Brief
Turn every entry below into a numbered list, one line per number, leaving out blank lines and the pictures.

╔══

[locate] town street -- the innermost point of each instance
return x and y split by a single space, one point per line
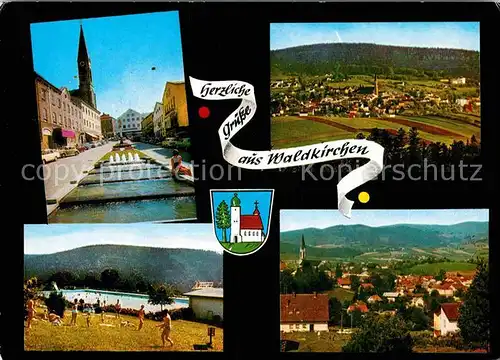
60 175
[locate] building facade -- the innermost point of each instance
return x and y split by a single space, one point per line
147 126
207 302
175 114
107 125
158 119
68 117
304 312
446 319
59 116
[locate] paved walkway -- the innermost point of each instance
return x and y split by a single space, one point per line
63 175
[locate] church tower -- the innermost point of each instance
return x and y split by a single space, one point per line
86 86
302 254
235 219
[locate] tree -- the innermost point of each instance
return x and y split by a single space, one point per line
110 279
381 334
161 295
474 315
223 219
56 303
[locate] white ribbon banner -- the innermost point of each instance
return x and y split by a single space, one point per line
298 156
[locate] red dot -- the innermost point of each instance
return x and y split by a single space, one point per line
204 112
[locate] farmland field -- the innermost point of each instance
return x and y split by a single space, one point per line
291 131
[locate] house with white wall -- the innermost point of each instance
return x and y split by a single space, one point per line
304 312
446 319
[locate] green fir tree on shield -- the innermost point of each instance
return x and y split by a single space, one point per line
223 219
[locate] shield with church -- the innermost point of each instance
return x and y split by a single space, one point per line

╚══

Worked solution
1. [locate] town street -- the innermost point of each instance
2. return x and y split by a single space, one point per line
3. 60 175
4. [locate] building facade -- the innermost point of each instance
5. return x and y split by a single space, one point per line
6. 147 126
7. 207 302
8. 175 114
9. 107 125
10. 158 119
11. 68 117
12. 304 312
13. 446 319
14. 59 116
15. [locate] paved walkway -- the innermost point of each instance
16. return x and y split by a single space, one point per line
17. 63 175
18. [locate] church tower -- the innermost point of each instance
19. return x and y split by a single space, one point per line
20. 86 86
21. 302 254
22. 235 219
23. [locate] tree -- the innermost point of each instance
24. return x and y split by a single space, one point per line
25. 110 279
26. 381 334
27. 161 295
28. 474 315
29. 223 219
30. 56 303
31. [locate] white ribbon banner -- the innermost point of each instance
32. return x and y split by a single space, one point per line
33. 298 156
34. [locate] red dot -- the innermost point of each instance
35. return x and y split by a single space, one point per line
36. 204 112
37. [locate] farmland field -- the innermost point of each instance
38. return x and y split by a single space, one point per line
39. 291 131
40. [locate] house with white wall -- the innermost point of each instance
41. return x and y split by a single space, one point per line
42. 304 312
43. 446 319
44. [locate] green fir tree on shield -- the innermost point of each instance
45. return x and y split by a single space, one point per line
46. 223 219
47. [locate] shield with church -- the innermost point of each instance
48. return x and y split by a single space, one point per line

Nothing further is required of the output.